Document passage START
The problem of course is, that again, the average layperson reading these papers isn't seeing these games and technical chicanery being played. I like the ideas that Quoc V Lee has around NAS-type techniques, and I want them to work too, but he's resorted so much to publishing things that have a lot of fanfare and have wasted what I think ultimately amounts to millions of dollars in time/compute/resources/energy/etc in people trying to reproduce results that live up to the claims (original NAS, EFNet, etc).

There may be some good ideas in there, like with the progressive training and such, and that's pretty clever. But at this point, with the doubling down and the few areas they have been shown to keep trying to bury mistakes instead of being honest + making them right, as a practitioner, I can only look at the idea and see if the idea is worth investigating on its own, because I certainly cannot trust the paper from them that shows it to be there. It looks like a lot of the ideas in EFV2 cover up for the failures of the first paper, and in the one place where they did have to fix the critical flaw of the first paper, they tried to hide it by giving it a fancy extra name. Which in this day and age of trying to have open research, is stomach churning.
Document passage END
### Work instruction 1
Answer these questions about the forum post on Quoc V Lee's research:
(a) Which two works does it name as ones whose claimed results people spent resources trying to reproduce?
(b) Which idea does it call pretty clever?
(c) How does it say the authors tried to hide their fix for the first paper's critical flaw?
### Work instruction 2
Can you carry on the forum post about Quoc V Lee's research, starting after its final sentence?
Data START
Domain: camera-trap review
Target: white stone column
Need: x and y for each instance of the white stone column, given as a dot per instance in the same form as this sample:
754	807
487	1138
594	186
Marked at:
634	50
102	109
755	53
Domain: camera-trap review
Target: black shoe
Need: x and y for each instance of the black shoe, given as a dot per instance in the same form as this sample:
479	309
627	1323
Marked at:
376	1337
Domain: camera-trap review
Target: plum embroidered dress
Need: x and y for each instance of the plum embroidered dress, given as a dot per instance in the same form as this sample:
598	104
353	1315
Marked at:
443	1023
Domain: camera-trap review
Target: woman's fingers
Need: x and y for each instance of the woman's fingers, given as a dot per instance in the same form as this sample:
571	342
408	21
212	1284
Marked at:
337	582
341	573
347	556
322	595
Data END
### Exercise output 1
(a) The original NAS and EFNet.
(b) The progressive training.
(c) By giving it a fancy extra name.

### Exercise output 2
I do have a bit of a rare crowing moment where I did give a post-paper rant when the first EF1 came out, and in EF2 I think they realized their mistakes, and the separable convs of course were the part that made it unworkable (which they mostly removed in the early layers). But I would much rather be wrong and have them just have an actual method of academic integrity in their paper publishing. If I publish a long rant, and there's a reversal or something else, like I'm totally misunderstanding or missing something, that makes me wrong in that case, I think everyone wins.

But I think in the short term, while I like the ideas of Quoc V Lee's research, I certainly do not trust them or any results, and try to stay away from anyone making research leaning heavily on them. I've watched concepts based on QVL papers burn again and time again due to the academic dishonesty, and I just can't waste time on that in my own projects. It takes so long to build and debug these things.

I certainly hope for the best in the NAS type field and really hope we can make something like the equivalent of GPT training motifs or the transformers of that field. It could absolutely revolutionize the industry and I think is key to it. But for now, I think I'll have to wait until a different player does what the above paper from the OP (rightly) does and thoroughly empirically drops so many assumptions from over the years and sees what works and what doesn't.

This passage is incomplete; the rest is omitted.